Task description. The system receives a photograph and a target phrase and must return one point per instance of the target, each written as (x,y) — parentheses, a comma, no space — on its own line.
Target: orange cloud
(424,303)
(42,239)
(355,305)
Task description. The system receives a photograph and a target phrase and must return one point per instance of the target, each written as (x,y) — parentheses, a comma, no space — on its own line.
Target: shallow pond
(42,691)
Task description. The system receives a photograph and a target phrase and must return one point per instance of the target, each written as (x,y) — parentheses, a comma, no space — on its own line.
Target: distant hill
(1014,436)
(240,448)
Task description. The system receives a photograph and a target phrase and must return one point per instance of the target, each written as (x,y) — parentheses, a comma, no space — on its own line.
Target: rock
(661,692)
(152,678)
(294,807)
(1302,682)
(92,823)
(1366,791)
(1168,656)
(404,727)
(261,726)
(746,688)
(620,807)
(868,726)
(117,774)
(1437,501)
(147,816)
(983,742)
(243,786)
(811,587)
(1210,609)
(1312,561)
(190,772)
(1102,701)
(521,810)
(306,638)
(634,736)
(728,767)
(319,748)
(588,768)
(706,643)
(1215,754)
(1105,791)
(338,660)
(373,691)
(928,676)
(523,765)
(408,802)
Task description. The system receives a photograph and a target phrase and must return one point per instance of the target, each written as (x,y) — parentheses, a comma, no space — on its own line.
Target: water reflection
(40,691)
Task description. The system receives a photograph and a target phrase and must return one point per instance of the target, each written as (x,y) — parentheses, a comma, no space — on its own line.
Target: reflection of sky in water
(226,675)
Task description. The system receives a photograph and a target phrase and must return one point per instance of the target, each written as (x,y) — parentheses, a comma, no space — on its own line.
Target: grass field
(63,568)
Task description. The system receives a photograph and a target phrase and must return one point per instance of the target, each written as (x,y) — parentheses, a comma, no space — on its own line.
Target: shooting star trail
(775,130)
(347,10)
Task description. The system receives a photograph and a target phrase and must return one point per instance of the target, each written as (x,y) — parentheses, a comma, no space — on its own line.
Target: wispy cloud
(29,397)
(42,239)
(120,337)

┄┄┄┄┄┄

● WHAT IS REQUIRED
Please copy out each entry exactly as it appears above.

● YOUR SOLUTION
Task description. The system receives a photograph and a target phrase and must return one point per instance of the target, each written as (x,y) — parentheses, a comma, no space — on its own line.
Target: orange cloud
(424,303)
(42,239)
(355,305)
Task description. The system receives a photograph and a target phrase and must return one point per instance of the target, each written as (x,y) — parentheses, a comma, no space — on its own line.
Target: shallow pond
(42,691)
Task description. The system receives a photograph and a target phrase and must return one point per instance of the target, each written as (x,y) — parentheses, a comma, no space — on its own line.
Target: distant hill
(1014,436)
(240,448)
Task description. The system receives a photograph and a target phrase and must return one point per instance of the target, each written as (x,y) — parentheses, a comma, no space — on its own line.
Target: rock
(661,692)
(152,678)
(294,807)
(1302,682)
(92,823)
(1366,791)
(1168,656)
(404,727)
(261,726)
(746,688)
(620,807)
(868,726)
(117,774)
(1437,501)
(147,816)
(983,742)
(243,786)
(811,587)
(1210,609)
(1312,561)
(190,772)
(1102,701)
(521,810)
(306,638)
(634,736)
(728,767)
(319,748)
(588,768)
(706,643)
(1215,754)
(1105,791)
(338,660)
(373,691)
(928,676)
(523,765)
(408,802)
Task description. The system receives a photograph and a target phrase and must return one point per instance of the target, each written as (x,y) — parentheses, a comma, no space — on its own line.
Target: water reflection
(40,691)
Task description. The system receives a photograph and a target phrase and must return one point per instance of the target, each written as (x,y) — parentheses, a comma, no space — on its own line.
Target: reflection of sky in water
(226,675)
Task description. The system receives a photograph and a target phrase and must return one point per instance of the target, each written as (x,y) — parentheses, a comma, no space — on its own line.
Target: grass field
(63,568)
Task description. The system receives a photograph and a target phrase and must return one point per instance of the target, each written as (x,y) — parentheses, a comma, no space — on its own line.
Target: shooting star trail
(775,130)
(347,10)
Task description. The system receives a photograph and a target phrase and must return one point per instance of the target, each written as (x,y) — parentheses, a comma, no space — on its own line.
Target: wispy cloud
(29,397)
(42,239)
(120,337)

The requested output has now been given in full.